--- What to produce ---
Collect all lines containing the word "blue" from the data.

▼

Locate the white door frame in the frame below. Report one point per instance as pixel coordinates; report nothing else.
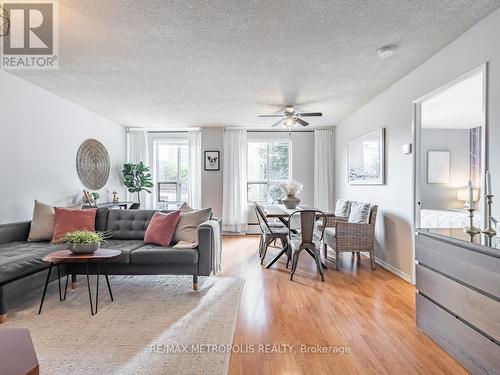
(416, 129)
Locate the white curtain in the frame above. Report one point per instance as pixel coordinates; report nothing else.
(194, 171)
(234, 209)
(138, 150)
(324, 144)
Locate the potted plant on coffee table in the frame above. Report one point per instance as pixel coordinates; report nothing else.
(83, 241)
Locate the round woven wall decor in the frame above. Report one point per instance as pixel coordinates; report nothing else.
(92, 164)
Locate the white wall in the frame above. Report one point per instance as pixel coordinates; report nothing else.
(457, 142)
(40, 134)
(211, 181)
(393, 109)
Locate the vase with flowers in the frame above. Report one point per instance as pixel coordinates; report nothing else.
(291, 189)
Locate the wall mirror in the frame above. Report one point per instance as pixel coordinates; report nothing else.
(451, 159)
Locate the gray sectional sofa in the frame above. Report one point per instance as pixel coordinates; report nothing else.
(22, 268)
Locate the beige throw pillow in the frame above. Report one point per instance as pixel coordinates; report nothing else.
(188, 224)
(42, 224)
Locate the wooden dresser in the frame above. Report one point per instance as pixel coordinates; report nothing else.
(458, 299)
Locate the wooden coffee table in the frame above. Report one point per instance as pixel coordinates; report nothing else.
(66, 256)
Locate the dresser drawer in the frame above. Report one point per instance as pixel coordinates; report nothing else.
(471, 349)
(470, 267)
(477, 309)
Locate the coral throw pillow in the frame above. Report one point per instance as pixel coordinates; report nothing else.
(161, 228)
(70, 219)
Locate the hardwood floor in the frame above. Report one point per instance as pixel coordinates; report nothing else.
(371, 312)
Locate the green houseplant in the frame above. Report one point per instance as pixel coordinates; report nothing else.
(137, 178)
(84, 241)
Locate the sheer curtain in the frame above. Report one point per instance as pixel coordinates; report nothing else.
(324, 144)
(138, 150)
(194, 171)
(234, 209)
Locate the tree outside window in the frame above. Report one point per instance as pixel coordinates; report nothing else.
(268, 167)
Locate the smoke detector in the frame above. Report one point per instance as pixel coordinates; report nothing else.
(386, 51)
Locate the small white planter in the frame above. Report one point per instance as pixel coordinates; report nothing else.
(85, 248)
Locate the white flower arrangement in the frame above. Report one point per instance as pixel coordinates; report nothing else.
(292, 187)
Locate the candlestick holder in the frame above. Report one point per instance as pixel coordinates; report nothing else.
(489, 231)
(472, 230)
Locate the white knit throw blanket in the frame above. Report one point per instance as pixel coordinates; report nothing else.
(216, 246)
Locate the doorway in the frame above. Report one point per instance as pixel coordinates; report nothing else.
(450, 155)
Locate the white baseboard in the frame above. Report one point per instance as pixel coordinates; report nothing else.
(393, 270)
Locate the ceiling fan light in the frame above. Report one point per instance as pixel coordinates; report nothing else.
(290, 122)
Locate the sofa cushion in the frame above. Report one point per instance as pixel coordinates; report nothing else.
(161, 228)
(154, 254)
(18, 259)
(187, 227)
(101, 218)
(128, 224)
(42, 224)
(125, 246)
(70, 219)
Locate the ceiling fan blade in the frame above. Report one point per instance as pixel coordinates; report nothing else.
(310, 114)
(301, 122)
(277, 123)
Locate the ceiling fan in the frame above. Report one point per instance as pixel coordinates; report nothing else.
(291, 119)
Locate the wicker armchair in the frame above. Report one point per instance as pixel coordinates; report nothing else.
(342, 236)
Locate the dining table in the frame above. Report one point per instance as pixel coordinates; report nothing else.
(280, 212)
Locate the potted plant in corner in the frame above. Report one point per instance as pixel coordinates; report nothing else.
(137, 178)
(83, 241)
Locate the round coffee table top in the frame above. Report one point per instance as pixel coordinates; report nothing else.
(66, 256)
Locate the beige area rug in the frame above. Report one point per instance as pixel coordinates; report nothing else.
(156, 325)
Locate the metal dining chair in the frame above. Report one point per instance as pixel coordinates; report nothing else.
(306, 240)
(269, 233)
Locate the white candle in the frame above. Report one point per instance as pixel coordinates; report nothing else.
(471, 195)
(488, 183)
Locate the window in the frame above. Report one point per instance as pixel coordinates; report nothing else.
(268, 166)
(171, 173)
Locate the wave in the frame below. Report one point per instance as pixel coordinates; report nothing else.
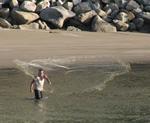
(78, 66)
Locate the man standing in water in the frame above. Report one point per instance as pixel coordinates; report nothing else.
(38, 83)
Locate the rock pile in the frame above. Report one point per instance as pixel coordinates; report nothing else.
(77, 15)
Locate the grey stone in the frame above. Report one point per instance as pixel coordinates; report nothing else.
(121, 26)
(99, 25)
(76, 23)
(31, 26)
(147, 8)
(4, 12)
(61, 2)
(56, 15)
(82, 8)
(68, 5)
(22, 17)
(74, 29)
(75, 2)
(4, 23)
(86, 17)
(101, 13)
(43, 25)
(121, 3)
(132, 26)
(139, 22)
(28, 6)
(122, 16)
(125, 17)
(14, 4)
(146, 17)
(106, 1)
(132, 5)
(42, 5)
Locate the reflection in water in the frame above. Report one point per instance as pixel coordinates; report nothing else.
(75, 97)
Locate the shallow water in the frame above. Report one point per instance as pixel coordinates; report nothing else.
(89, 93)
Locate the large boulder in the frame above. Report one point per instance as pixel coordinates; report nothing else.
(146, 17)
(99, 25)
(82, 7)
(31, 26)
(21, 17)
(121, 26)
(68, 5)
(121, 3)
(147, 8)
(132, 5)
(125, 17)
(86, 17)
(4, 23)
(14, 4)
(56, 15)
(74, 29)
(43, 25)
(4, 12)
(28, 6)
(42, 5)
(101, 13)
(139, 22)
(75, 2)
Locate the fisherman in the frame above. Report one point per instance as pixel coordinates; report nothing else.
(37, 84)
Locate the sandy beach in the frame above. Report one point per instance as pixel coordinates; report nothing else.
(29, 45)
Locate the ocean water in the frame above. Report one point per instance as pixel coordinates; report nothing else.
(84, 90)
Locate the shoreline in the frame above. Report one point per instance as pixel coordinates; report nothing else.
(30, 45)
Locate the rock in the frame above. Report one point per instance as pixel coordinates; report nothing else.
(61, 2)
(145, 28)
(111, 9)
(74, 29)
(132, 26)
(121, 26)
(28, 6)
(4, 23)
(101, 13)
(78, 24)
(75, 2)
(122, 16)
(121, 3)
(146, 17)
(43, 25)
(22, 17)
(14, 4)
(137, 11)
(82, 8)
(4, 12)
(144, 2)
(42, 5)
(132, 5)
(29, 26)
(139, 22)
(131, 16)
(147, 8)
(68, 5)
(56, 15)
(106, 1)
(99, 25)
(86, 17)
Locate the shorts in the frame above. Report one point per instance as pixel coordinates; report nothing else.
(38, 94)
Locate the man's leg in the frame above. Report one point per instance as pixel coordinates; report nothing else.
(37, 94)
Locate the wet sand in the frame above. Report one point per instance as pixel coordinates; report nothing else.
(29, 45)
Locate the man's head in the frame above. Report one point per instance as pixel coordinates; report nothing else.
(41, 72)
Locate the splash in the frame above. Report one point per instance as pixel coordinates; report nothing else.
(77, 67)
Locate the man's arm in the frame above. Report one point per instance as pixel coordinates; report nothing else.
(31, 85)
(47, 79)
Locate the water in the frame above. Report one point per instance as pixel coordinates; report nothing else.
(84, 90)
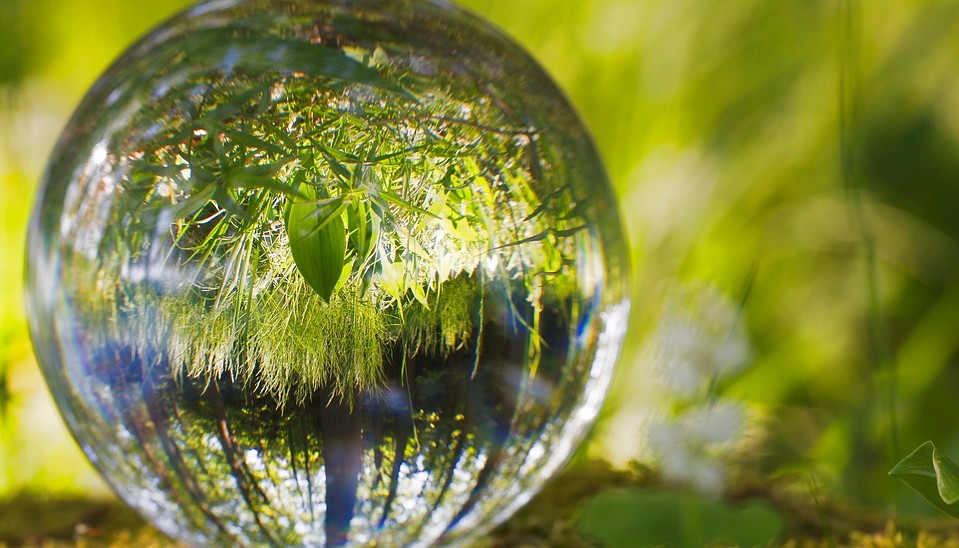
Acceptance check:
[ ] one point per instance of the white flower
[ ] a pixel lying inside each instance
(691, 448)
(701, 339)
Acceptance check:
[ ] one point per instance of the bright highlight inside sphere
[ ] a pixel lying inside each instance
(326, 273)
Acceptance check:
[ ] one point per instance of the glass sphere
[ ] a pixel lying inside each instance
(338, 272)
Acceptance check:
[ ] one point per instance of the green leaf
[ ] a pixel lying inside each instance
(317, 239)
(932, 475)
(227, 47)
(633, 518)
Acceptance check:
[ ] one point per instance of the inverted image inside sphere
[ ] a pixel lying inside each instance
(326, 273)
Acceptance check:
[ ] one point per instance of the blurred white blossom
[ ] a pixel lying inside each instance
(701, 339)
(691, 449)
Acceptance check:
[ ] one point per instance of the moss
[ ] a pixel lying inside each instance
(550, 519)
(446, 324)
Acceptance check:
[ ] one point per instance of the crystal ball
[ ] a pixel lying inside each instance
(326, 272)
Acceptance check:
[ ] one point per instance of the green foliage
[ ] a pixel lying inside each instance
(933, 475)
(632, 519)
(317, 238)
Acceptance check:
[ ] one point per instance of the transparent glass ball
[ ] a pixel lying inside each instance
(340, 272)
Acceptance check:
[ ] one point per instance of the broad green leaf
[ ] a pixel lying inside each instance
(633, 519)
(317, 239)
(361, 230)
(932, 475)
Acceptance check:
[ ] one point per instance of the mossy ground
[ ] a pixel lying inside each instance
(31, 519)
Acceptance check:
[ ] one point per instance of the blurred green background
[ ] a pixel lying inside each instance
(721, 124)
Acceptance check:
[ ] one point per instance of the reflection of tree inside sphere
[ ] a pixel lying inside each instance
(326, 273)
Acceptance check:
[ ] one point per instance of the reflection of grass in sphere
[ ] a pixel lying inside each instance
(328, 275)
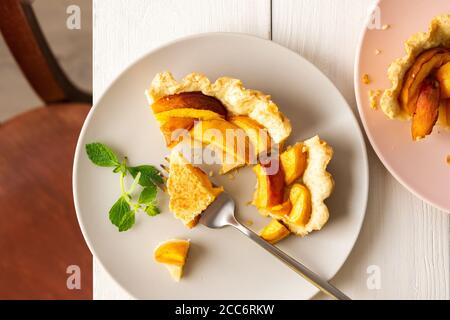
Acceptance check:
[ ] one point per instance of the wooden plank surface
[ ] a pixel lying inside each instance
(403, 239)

▲
▼

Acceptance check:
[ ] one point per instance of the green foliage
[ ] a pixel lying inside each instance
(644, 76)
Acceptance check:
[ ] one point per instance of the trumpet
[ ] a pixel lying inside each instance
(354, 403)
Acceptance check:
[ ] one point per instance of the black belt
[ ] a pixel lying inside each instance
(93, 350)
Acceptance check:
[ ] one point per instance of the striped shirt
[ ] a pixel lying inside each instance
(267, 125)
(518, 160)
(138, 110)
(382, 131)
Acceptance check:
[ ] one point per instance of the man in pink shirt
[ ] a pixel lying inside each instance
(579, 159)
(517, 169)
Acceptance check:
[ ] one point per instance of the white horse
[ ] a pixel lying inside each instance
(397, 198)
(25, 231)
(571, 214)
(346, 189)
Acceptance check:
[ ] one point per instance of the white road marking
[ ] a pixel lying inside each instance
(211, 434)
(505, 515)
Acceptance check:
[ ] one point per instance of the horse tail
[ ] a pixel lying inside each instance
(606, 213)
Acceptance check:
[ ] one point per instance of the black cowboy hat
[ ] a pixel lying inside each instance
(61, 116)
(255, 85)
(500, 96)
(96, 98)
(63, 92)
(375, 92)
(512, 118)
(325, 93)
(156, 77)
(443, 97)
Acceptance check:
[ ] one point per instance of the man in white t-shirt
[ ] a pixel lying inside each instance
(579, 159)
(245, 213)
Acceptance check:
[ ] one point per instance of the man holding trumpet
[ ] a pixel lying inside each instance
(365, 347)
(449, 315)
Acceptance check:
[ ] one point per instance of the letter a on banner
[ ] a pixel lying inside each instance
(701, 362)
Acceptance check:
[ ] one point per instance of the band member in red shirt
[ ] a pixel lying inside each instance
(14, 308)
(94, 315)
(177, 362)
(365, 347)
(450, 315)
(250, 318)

▲
▼

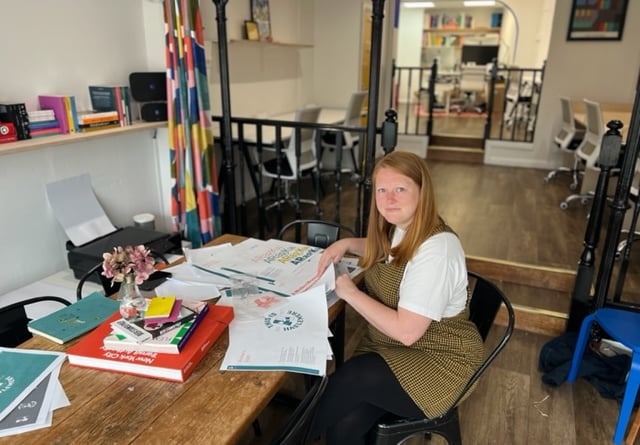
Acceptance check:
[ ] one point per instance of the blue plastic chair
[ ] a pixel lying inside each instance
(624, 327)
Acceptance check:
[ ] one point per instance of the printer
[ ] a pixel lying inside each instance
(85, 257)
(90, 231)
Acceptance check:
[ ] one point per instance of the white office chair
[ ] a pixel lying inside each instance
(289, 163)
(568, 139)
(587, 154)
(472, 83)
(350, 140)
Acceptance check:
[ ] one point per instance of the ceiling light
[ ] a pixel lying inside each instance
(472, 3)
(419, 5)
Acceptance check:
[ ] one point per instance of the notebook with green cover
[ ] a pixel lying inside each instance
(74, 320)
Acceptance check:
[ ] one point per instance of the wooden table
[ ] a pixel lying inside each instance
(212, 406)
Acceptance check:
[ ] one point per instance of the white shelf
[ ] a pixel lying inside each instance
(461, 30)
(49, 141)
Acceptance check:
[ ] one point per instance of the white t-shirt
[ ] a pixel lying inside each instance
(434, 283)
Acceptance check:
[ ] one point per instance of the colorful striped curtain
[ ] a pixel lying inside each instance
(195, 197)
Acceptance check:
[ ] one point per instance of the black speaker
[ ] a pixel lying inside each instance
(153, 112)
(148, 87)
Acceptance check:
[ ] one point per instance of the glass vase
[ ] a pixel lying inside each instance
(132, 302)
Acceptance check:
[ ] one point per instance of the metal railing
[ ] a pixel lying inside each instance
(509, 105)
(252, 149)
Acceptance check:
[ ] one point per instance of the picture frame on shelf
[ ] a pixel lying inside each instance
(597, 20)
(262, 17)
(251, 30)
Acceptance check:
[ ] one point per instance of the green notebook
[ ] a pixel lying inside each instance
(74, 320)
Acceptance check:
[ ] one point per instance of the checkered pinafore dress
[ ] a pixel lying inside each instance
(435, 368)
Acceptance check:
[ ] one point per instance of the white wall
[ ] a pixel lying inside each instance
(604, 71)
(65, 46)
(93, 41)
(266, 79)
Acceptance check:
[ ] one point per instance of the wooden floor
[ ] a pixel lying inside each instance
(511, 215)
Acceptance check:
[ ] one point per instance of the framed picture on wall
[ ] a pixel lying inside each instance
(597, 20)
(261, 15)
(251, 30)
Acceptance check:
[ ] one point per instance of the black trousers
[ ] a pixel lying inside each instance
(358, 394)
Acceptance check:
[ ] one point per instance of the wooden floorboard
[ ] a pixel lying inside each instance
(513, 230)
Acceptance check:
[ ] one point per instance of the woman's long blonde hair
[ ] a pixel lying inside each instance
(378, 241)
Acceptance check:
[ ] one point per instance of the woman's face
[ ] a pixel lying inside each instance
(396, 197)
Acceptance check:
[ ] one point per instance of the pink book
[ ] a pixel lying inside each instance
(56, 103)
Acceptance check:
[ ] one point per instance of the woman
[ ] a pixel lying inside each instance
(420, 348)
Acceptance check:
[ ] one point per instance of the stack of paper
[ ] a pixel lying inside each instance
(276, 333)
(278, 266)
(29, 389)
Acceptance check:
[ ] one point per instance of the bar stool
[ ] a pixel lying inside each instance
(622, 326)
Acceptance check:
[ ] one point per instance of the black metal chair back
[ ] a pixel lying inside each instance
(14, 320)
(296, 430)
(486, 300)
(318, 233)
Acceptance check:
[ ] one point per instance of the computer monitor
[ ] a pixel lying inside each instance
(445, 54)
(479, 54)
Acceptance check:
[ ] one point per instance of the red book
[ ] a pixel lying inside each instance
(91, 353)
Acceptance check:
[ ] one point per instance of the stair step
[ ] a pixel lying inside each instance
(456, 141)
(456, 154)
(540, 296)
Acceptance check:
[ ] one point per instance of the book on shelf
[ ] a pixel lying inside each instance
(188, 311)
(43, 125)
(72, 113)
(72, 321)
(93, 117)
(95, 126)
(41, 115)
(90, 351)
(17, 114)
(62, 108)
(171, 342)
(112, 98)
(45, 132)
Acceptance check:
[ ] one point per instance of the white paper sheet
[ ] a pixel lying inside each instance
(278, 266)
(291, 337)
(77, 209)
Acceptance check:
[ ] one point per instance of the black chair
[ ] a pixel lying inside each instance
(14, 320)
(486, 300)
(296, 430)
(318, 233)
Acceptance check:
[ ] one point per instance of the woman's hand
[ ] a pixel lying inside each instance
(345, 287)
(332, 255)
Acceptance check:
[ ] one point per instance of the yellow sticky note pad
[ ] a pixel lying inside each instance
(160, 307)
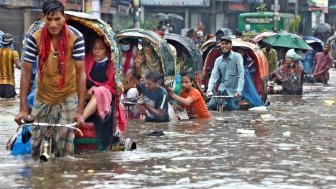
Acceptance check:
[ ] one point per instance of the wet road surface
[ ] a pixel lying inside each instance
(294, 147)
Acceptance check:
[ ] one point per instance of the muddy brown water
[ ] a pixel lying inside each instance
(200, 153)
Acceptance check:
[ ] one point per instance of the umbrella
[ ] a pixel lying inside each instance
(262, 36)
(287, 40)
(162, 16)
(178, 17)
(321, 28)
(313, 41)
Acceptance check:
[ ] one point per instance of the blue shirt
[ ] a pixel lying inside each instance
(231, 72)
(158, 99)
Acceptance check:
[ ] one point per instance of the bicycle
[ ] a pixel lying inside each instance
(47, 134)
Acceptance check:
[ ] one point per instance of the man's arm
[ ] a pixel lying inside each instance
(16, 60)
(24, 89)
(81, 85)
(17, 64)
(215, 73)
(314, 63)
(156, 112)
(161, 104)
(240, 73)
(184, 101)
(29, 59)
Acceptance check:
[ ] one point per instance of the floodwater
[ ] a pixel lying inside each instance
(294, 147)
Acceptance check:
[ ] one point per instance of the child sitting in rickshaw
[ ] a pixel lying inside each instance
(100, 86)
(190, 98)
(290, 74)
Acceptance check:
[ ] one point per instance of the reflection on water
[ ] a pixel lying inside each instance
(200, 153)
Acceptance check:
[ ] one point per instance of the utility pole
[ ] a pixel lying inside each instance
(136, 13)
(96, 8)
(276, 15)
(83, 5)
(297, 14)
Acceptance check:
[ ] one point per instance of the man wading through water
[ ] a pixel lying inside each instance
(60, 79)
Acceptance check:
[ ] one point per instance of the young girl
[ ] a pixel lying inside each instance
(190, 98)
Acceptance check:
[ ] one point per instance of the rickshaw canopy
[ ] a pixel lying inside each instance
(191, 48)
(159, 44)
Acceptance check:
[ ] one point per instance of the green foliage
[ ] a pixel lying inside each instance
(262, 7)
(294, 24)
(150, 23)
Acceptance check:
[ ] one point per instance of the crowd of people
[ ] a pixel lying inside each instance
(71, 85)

▲

--- Expected output ---
[ ] one point per instance of the blue plastic chair
[ ] one point per instance of the blue shirt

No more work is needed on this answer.